EXTRACT TO READ
══════

The Formation of Standard-Triumph

When the War ended, the Standard Motor Company purchased the remains of Triumph, which was really no more than a brand name.  Triumph officially became a subsidiary of Standard in 1945. The first car produced under the new Triumph name was the 1800 Roadster. Standard continued Triumph's tradition of building sporty cars, and the Roadster was a strong representation of that. The style was as gaudy as the Gloria and just as attractive.

The economic effect of WWII left England nearly bankrupt, and many automotive companies faced the grim reality of perishing if they failed to establish a market overseas. By the early ‘50s fascination with the sports car grew, and Triumph developed several prototypes in response. The 20TS, their first prototype, also known as the TR1, was developed in 1952.  The car could reach up to 90 mph, but it still needed dire improvements.

The result was the TR2. With the help of rally driver Ken Richardson, Triumph was able to pinpoint problems that were addressed with the prototype of the TR2. After a number of changes, the car was deemed successful enough to put into production. It was released for the 1953 model year. Under the hood sat a 4-cylinder engine that could kick 90 horsepower and could take the car to 105 mph. With the help of that engine, the TR2 lead to a successful stint in rally racing with a victory in the French Alpine. This eventually lead to further models such as the TR3 in 1956 that featured an all new addition of front disc brakes. Modifications such as the TR3A and TR3B showed just how popular Triumph sports cars were becoming. Triumph seemed to have finally found its niche in the automotive market.

Leyland Motors, the TR Series, & the Spitfire

Seeing Triumph's obvious success, Leyland Motors acquired Standard-Triumph Motors in 1960 and continued the tradition, leading Triumph to arguably its greatest decade. 1962 saw two great releases for the company. The TR4's design was much smoother than the previous TR models, and it maintained the distinctive look that many enthusiasts had grown to love. The Spitfire Mark I was seen as a cheaper alternative to the typical sports car and was small and beloved by many. It was built to compete with other compact sport cars like the Austin-Healey Sprite and the MG Midget. Featuring an independent suspension, wind-down windows, added interior space, and an engine that produced 63 horsepower, the car was a hit in the US, selling 6,224 in 1963. Sales only increased in each continuous year up to 1965. By 1968, over 70,000 TR4s had been sold in the American market.

══════

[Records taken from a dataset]
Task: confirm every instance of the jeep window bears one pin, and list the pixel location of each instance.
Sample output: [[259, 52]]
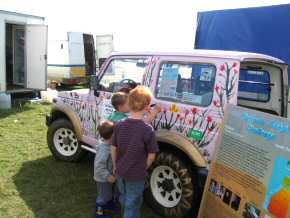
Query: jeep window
[[123, 74], [254, 85], [186, 83]]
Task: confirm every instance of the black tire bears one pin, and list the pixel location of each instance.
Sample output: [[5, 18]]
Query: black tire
[[56, 125], [186, 177]]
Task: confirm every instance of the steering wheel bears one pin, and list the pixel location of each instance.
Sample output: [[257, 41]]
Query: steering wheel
[[129, 82]]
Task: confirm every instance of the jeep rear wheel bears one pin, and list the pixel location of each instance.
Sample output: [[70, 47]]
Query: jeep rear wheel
[[62, 141], [169, 189]]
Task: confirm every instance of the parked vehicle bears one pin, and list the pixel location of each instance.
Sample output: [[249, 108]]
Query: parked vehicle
[[255, 29], [72, 61], [193, 90], [23, 54]]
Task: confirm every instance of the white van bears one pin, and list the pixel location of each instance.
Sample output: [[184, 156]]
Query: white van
[[23, 53], [71, 60]]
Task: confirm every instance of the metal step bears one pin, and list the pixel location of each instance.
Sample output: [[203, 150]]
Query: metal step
[[88, 148]]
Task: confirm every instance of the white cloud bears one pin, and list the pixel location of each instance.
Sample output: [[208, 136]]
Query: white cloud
[[135, 24]]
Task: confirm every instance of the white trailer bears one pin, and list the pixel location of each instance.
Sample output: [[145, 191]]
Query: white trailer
[[71, 59], [23, 54]]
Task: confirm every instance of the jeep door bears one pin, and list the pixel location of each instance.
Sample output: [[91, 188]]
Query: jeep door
[[120, 73]]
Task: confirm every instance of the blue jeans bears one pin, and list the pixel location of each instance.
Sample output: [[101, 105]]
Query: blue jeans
[[131, 197], [104, 193]]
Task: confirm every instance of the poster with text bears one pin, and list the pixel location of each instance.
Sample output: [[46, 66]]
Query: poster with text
[[250, 172]]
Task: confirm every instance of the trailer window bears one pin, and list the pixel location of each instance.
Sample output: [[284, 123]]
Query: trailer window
[[186, 83], [123, 74], [254, 85]]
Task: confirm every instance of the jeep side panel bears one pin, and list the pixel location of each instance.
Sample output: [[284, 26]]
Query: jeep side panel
[[182, 112]]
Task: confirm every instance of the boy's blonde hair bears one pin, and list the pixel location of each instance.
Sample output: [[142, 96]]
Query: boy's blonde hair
[[139, 98], [106, 129], [119, 99]]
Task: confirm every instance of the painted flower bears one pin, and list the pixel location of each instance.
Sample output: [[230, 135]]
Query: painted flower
[[217, 88], [216, 103], [209, 119], [194, 110], [222, 67], [173, 108]]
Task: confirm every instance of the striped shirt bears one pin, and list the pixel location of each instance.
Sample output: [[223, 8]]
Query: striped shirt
[[134, 139]]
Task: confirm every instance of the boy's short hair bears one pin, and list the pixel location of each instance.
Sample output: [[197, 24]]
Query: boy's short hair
[[106, 129], [118, 99], [139, 98]]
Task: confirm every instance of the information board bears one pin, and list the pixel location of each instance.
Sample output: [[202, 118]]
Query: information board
[[250, 171]]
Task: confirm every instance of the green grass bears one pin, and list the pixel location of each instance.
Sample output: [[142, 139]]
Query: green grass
[[32, 182]]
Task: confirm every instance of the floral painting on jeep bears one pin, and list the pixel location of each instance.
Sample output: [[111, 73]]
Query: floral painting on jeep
[[201, 124], [89, 109]]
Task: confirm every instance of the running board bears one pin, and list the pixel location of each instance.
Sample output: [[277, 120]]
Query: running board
[[88, 148]]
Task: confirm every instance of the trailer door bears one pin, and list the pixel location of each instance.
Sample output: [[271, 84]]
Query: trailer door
[[36, 56]]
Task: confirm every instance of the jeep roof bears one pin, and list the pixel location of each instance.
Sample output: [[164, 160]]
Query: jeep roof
[[241, 56]]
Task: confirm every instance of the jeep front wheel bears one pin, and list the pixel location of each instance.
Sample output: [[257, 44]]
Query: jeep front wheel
[[62, 141], [169, 189]]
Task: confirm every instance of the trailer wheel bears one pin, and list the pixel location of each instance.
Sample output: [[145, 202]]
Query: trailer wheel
[[170, 187], [62, 141]]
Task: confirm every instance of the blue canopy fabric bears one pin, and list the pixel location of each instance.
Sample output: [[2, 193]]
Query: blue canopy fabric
[[263, 30]]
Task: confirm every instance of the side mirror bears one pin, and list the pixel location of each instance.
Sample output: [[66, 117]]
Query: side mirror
[[94, 83]]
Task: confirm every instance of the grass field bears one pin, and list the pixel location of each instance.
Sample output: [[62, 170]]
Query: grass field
[[32, 182]]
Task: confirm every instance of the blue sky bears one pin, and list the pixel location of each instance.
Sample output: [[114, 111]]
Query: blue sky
[[137, 25]]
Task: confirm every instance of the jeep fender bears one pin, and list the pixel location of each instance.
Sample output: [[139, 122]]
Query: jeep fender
[[72, 116], [183, 144]]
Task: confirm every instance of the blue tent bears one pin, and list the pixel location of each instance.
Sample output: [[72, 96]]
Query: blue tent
[[263, 30]]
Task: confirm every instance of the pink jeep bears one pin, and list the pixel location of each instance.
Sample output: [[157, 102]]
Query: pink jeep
[[193, 89]]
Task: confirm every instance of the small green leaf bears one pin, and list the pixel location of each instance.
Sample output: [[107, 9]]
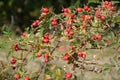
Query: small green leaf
[[106, 70]]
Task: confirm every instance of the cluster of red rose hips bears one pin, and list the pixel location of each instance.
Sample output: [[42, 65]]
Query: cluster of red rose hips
[[36, 23], [46, 38], [54, 22], [69, 19]]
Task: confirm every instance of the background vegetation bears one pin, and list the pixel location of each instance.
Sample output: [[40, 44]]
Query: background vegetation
[[19, 14]]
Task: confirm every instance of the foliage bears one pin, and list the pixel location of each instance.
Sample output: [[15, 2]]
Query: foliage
[[63, 39]]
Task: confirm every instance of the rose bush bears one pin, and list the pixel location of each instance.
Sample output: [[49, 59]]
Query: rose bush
[[64, 37]]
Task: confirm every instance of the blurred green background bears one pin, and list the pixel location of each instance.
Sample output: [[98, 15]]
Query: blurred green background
[[19, 14]]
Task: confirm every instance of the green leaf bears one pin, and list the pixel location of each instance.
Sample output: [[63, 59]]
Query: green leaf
[[118, 71], [106, 70], [41, 32]]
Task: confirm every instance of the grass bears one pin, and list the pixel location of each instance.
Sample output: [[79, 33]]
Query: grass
[[106, 57]]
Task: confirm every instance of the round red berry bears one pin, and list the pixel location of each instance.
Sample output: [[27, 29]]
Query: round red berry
[[68, 75], [102, 17], [45, 10], [66, 57], [13, 61], [26, 78], [79, 9], [17, 76]]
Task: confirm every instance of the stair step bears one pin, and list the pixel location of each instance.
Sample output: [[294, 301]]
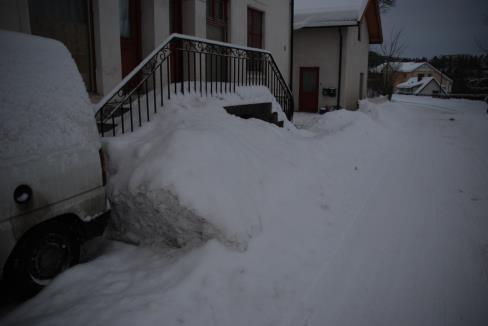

══════

REQUIRED ACTIONS
**1)** In the Triumph history text, what top speed could the TR2's engine take the car to?
**2)** Rewrite the passage of the Triumph history text starting at "The Formation of" and ending at "just as attractive.", replacing "gaudy" with "flamboyant".
**3)** Translate this sentence from the Triumph history text into French: "The first car produced under the new Triumph name was the 1800 Roadster."

RESULTS OF THE TASKS
**1)** 105 mph.

**2)**
The Formation of Standard-Triumph

When the War ended, the Standard Motor Company purchased the remains of Triumph, which was really no more than a brand name.  Triumph officially became a subsidiary of Standard in 1945. The first car produced under the new Triumph name was the 1800 Roadster. Standard continued Triumph's tradition of building sporty cars, and the Roadster was a strong representation of that. The style was as flamboyant as the Gloria and just as attractive.

**3)** La première voiture produite sous le nouveau nom Triumph fut la 1800 Roadster.